### Your task
Copy word for word the part of the text on the Ramadan arrests in Egypt starting at "To kill his" and ending at "publicly before sunset.".

### Text provided

^^^^^^^^^^^^^^^^

To kill his thirst, Elshabini stopped at the kiosk across from the police station for a soda. He stood there, bought a can of soda and lit a cigarette. Elshabini had no idea that last Ramadan at least 150 people were arrested in Aswan and Hurghada, where he just arrived, for eating, drinking or/and smoking in broad daylight during Ramadan. This was new and it was the first time it had occurred in Egypt.

It wasn't the last time though. This year, two micro-bus drivers were also arrested in Cairo for the same reason. A Ramadan crackdown was also carried out by police officers in Hurghada to arrest those who eat, smoke or drink publicly before sunset.

While Elshabini was smoking his cigarette and drinking his soda, a plain-clothed officer came up to him and asked what his name was before he invited him into the police station. "At this point, I thought that I might have forgotten something inside while getting my papers, and this very nice man was going to help me get it," explains Elshabini.

The officer knew from his middle name, Ahmed, that he was a "Muslim".

^^^^^^^^^^^^^^^^

Collection entries
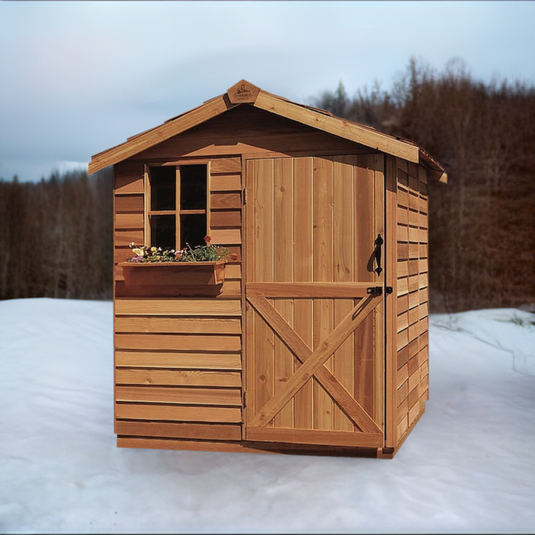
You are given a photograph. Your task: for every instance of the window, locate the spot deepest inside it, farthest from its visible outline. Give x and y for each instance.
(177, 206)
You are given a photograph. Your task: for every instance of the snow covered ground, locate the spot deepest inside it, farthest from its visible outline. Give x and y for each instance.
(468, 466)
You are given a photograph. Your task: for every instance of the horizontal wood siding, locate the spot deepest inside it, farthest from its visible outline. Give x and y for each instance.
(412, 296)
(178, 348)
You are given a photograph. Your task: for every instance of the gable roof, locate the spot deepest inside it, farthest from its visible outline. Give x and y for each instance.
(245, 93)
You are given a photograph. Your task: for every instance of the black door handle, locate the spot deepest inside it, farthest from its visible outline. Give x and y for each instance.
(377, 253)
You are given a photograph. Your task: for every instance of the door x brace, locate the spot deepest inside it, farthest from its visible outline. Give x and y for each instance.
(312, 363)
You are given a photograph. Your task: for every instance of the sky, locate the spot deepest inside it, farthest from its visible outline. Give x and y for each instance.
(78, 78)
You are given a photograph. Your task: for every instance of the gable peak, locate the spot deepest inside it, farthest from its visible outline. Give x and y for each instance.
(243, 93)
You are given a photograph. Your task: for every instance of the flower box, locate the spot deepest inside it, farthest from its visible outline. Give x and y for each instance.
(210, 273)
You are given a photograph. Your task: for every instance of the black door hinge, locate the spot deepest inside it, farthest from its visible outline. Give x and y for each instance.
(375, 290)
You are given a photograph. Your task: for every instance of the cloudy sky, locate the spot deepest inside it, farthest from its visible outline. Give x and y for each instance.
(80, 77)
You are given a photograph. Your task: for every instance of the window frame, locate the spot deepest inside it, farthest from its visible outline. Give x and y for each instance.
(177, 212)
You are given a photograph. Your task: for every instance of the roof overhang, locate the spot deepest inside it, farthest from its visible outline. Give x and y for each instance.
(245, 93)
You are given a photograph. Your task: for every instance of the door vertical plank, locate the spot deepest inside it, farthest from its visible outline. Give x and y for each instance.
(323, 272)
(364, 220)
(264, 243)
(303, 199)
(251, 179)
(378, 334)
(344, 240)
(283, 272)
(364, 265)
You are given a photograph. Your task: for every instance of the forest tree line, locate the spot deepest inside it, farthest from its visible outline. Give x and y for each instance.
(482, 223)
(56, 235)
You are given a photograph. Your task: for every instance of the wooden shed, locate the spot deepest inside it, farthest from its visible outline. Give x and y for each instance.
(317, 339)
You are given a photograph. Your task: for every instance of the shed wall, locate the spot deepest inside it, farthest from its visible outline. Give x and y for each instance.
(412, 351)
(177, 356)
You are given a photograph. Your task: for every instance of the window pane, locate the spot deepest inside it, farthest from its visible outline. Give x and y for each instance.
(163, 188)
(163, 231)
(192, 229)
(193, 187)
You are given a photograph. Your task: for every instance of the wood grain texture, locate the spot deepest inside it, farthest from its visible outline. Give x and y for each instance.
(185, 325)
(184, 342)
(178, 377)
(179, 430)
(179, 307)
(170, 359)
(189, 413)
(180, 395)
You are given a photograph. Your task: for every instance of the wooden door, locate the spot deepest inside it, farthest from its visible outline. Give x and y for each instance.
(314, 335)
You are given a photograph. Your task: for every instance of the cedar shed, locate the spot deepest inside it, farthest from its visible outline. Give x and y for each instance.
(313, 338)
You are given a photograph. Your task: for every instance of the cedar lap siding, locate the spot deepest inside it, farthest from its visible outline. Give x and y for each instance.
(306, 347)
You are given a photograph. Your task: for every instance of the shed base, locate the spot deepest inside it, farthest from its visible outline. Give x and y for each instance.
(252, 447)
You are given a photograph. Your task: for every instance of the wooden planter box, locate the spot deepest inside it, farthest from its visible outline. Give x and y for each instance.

^^^^^^^^^^^^^^^^

### Solved exercise
To kill his thirst, Elshabini stopped at the kiosk across from the police station for a soda. He stood there, bought a can of soda and lit a cigarette. Elshabini had no idea that last Ramadan at least 150 people were arrested in Aswan and Hurghada, where he just arrived, for eating, drinking or/and smoking in broad daylight during Ramadan. This was new and it was the first time it had occurred in Egypt.

It wasn't the last time though. This year, two micro-bus drivers were also arrested in Cairo for the same reason. A Ramadan crackdown was also carried out by police officers in Hurghada to arrest those who eat, smoke or drink publicly before sunset.